[Items listed in a dataset]
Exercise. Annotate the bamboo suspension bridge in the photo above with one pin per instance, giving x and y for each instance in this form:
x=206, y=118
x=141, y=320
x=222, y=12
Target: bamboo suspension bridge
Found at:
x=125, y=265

## THE TASK
Please print the records above exactly, leaving nothing out.

## OUTPUT
Exercise. Annotate the bamboo suspension bridge in the photo above with one pin per instance, giving x and y for each instance in this form:
x=206, y=118
x=141, y=320
x=222, y=12
Target: bamboo suspension bridge
Found at:
x=125, y=265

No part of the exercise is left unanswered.